_INSTRUCTION_
Pull out every line of the records below that contains the word "concrete", copying each such line in full.
— START RECORDS FOR THE TASK —
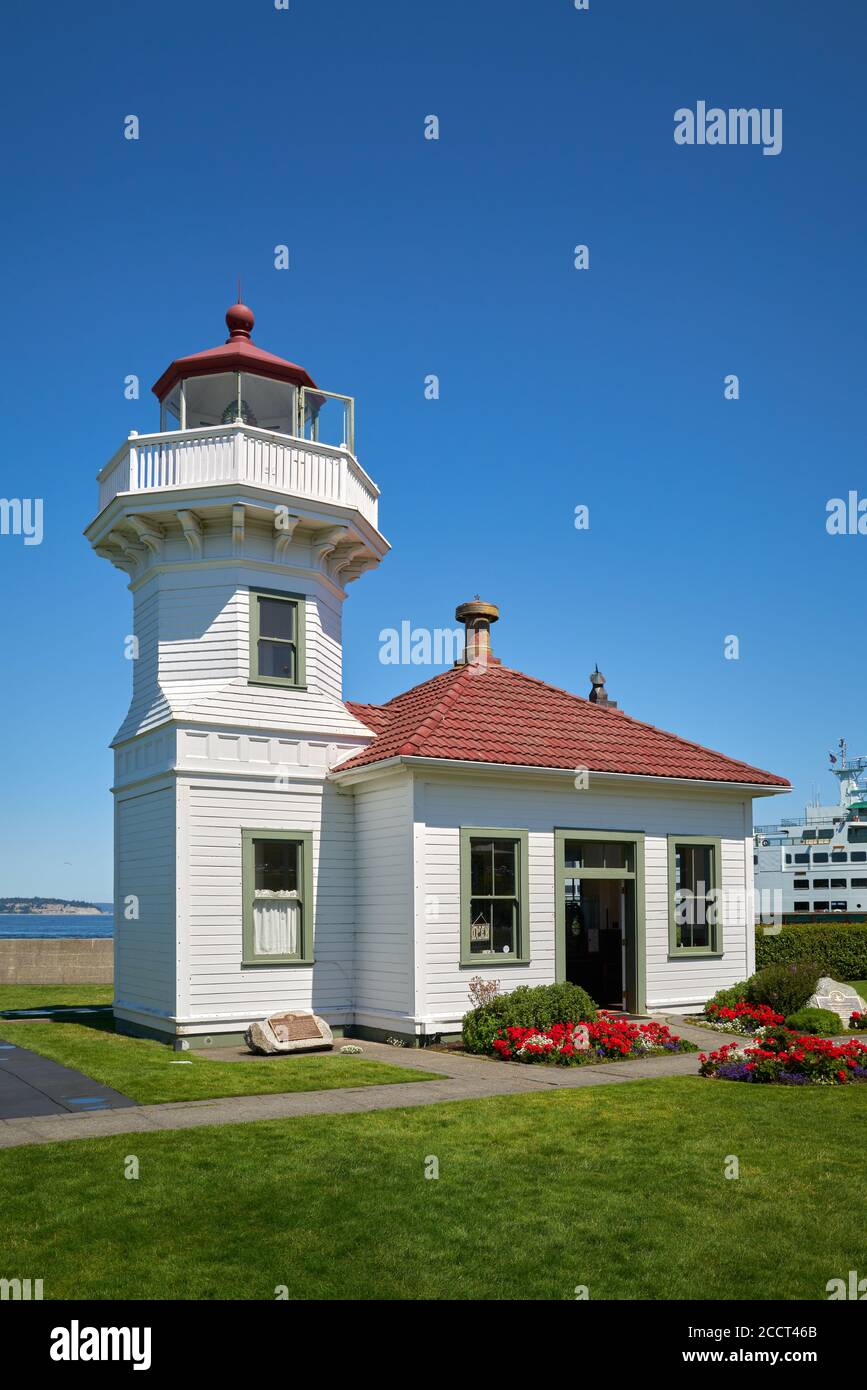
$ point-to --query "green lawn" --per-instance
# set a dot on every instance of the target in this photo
(53, 995)
(620, 1189)
(150, 1072)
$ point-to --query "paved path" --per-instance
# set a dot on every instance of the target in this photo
(463, 1079)
(32, 1084)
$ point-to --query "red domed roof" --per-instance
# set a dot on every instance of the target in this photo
(236, 353)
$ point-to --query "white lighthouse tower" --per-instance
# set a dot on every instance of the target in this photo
(239, 524)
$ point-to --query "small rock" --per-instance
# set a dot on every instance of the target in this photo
(839, 998)
(289, 1033)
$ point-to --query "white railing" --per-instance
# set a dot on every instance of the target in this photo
(239, 453)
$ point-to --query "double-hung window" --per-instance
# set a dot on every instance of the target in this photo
(493, 897)
(695, 906)
(277, 886)
(277, 638)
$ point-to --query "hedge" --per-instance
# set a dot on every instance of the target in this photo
(528, 1007)
(839, 947)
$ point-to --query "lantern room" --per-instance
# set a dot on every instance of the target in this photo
(239, 382)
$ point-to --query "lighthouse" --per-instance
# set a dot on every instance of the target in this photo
(239, 524)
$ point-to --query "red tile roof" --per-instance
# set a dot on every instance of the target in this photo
(495, 715)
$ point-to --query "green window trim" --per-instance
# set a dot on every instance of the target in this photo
(637, 961)
(248, 886)
(716, 948)
(298, 644)
(521, 954)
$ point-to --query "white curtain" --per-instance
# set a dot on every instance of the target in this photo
(275, 926)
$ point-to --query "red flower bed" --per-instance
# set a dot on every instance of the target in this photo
(791, 1059)
(610, 1037)
(742, 1016)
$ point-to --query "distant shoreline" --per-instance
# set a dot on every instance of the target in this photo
(52, 908)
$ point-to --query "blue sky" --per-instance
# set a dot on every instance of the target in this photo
(453, 257)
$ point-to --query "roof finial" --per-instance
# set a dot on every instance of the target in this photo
(598, 691)
(239, 319)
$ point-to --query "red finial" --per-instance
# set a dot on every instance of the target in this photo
(239, 319)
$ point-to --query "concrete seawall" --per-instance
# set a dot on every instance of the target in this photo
(57, 961)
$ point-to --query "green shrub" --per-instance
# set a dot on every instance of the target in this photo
(824, 1022)
(785, 986)
(727, 998)
(527, 1007)
(839, 948)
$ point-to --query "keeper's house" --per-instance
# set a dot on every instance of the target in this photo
(277, 847)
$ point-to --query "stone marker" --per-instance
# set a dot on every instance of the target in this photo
(839, 998)
(289, 1033)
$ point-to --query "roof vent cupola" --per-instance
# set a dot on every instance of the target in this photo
(477, 617)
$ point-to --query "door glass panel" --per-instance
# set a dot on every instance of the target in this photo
(600, 854)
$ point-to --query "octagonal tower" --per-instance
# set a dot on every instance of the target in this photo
(239, 524)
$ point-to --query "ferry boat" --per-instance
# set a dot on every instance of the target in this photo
(817, 865)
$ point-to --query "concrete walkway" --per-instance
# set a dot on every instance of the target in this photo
(32, 1084)
(463, 1079)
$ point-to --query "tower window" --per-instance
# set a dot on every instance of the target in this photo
(694, 895)
(277, 888)
(277, 637)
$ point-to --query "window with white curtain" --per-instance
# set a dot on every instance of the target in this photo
(275, 872)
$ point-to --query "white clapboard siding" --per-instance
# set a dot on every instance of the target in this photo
(193, 631)
(145, 870)
(442, 806)
(216, 986)
(384, 901)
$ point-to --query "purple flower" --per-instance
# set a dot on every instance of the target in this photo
(734, 1072)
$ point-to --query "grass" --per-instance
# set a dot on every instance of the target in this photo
(53, 995)
(620, 1189)
(150, 1073)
— END RECORDS FOR THE TASK —
_TASK OUTPUT_
$ point-to --query "concrete seawall" --per-instance
$ point-to --query "concrete walkway" --per-instance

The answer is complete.